(begin)

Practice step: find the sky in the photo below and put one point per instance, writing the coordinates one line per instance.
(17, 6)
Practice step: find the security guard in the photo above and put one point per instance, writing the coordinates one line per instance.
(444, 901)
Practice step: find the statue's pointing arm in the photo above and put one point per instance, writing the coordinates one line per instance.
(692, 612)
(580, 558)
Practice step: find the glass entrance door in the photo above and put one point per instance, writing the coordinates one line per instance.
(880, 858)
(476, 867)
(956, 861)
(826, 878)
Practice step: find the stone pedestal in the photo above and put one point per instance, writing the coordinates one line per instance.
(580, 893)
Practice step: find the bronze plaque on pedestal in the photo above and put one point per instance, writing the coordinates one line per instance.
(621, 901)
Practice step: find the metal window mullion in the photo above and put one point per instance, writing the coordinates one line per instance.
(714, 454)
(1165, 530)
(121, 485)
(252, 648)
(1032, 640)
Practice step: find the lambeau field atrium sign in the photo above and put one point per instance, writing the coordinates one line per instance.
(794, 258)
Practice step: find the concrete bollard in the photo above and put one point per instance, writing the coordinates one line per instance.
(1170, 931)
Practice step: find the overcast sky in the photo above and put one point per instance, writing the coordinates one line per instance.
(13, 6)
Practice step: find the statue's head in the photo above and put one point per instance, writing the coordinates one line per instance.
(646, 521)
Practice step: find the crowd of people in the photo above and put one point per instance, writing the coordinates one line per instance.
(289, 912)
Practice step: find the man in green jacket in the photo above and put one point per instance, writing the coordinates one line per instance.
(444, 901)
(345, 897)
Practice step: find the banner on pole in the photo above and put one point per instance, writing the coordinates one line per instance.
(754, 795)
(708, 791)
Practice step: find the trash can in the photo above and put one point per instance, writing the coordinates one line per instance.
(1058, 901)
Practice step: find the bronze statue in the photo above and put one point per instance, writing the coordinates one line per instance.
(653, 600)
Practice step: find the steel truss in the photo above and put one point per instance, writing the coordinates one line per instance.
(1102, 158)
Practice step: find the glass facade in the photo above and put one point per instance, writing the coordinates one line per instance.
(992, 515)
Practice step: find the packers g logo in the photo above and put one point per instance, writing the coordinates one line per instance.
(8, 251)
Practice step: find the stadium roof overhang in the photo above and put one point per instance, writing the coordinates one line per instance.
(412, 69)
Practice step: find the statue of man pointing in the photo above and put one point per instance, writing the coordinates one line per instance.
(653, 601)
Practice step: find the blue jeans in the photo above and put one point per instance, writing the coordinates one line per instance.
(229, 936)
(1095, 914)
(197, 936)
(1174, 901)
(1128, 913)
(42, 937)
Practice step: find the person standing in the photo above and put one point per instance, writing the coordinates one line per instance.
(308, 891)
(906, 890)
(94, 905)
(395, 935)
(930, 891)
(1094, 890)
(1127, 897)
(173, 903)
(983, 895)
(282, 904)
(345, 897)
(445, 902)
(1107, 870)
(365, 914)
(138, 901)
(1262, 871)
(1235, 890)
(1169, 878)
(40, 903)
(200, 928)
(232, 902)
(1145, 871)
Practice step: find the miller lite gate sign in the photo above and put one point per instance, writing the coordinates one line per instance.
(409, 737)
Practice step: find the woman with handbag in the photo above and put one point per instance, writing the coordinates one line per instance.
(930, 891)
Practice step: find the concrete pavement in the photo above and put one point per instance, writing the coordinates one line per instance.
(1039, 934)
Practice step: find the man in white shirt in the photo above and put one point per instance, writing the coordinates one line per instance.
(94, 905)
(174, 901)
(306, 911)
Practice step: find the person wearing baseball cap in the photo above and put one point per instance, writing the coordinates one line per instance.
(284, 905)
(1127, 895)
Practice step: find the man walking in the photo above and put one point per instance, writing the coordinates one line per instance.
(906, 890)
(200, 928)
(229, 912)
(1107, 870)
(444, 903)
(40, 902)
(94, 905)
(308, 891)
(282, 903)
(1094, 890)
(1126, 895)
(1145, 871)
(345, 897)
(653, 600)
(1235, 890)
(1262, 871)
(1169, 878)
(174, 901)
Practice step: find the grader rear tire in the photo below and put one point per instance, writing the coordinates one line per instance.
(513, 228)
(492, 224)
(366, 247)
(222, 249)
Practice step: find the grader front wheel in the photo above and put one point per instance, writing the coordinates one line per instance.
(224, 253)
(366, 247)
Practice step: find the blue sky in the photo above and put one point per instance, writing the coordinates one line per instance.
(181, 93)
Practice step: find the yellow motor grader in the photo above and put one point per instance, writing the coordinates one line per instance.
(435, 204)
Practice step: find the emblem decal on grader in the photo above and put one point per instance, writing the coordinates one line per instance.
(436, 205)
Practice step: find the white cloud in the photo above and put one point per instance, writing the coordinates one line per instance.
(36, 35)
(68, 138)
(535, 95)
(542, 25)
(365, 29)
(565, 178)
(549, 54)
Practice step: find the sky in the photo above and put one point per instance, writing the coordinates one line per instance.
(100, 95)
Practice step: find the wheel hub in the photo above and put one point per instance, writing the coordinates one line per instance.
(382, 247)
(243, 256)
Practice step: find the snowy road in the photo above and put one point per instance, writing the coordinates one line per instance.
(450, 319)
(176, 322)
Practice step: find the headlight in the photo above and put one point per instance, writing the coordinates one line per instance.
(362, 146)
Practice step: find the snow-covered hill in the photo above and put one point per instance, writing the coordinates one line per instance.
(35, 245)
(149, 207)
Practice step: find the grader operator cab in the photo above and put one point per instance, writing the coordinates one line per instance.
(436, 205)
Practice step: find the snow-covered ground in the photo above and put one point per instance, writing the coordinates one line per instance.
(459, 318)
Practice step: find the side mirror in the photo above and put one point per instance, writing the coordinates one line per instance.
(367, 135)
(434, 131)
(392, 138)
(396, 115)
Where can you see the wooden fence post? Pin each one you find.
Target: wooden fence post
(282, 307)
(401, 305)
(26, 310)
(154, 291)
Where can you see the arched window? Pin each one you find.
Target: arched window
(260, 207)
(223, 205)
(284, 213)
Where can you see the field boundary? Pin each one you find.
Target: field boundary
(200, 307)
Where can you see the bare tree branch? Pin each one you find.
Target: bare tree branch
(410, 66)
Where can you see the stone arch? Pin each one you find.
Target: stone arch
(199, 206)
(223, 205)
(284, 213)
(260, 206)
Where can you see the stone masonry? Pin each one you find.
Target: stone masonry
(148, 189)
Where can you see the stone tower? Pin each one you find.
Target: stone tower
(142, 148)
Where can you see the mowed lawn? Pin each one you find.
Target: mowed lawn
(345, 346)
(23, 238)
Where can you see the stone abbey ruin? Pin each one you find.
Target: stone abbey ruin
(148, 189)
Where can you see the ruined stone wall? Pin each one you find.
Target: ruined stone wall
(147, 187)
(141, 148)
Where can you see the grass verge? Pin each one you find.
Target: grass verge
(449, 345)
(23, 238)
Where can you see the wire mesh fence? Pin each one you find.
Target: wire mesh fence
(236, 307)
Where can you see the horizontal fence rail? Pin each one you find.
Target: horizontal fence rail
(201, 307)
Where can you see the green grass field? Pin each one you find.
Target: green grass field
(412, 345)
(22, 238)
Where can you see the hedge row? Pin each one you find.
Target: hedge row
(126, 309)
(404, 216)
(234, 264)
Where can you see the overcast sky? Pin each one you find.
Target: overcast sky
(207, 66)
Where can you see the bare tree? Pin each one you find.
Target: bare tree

(end)

__Your instructions__.
Leave out every line before the one containing "Where can you see the stone arch?"; set down that line and all remaining lines of the material exactly.

__Answer for this exercise__.
Where can you see the stone arch? Pin each one you find.
Target: stone arch
(199, 206)
(223, 205)
(284, 213)
(260, 206)
Where can you see the stone masonry? Pin each one you find.
Target: stone masonry
(148, 189)
Where can you see the stone tower? Pin each one you find.
Target: stone tower
(142, 148)
Where can you see the mowed lawn? Pin each one you find.
Target: mowed lawn
(345, 346)
(23, 238)
Where can you see the stone abbey ruin? Pin each one you find.
Target: stone abbey ruin
(148, 189)
Where can you see the ruined stone wall? Pin each one you find.
Target: ruined stone wall
(147, 187)
(141, 148)
Where can you see the grass verge? Pin each one you find.
Target: grass verge
(449, 345)
(23, 238)
Where can you see the wire mesh fence? Pin each one you find.
Target: wire mesh fence
(236, 307)
Where can you see the horizontal fence rail? Pin each one you find.
Target: horizontal fence rail
(201, 307)
Where can you see the green grass field? Pin each one you find.
Target: green grass field
(412, 345)
(22, 238)
Where can you see the hedge row? Pin each one you find.
Target: hedge row
(126, 309)
(404, 216)
(234, 264)
Where can you see the overcast sky? Pin each one you find.
Target: overcast sky
(207, 66)
Where can you see the bare tree? Pin each one you find.
Target: bare tree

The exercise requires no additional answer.